_The task:_ Only the final stretch of the data is wanted: reproduce the line containing "Where can the bird's" and each line after it, exactly.

_Supplied data:_
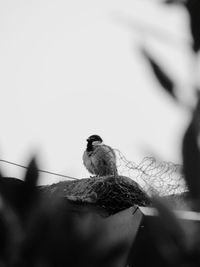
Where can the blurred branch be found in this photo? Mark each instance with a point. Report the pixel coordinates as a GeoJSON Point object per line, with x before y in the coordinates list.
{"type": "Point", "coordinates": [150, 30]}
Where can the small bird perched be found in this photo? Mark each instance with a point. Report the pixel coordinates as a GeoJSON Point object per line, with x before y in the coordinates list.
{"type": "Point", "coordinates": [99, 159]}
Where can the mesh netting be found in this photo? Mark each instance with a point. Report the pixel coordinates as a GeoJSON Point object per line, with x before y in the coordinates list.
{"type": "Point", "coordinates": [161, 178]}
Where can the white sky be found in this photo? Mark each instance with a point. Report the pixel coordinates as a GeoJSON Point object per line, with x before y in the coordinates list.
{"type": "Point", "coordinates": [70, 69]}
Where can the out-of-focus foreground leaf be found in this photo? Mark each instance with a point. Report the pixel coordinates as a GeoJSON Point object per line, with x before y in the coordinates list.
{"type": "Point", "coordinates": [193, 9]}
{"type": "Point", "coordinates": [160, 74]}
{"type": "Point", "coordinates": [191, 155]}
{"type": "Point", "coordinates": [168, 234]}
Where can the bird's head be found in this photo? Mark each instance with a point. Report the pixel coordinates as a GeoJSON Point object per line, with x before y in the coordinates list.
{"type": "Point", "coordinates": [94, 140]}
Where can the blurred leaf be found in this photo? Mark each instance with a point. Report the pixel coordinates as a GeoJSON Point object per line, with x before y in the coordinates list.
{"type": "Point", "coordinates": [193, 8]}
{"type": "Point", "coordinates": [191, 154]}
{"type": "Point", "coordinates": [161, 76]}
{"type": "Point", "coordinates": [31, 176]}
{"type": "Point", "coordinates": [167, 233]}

_Solution:_
Where can the bird's head be found in this photo? Mark each instance with a point. Report the pixel coordinates as a GeoJSON Point object per line, with x before y in the coordinates list.
{"type": "Point", "coordinates": [94, 140]}
Where can the blurred leaf be found in this photo? Mark each instance with a point. Report the pixel coordinates as a GeoJSON Point object per line, with x before y in the coordinates list.
{"type": "Point", "coordinates": [193, 8]}
{"type": "Point", "coordinates": [191, 154]}
{"type": "Point", "coordinates": [161, 76]}
{"type": "Point", "coordinates": [31, 176]}
{"type": "Point", "coordinates": [167, 233]}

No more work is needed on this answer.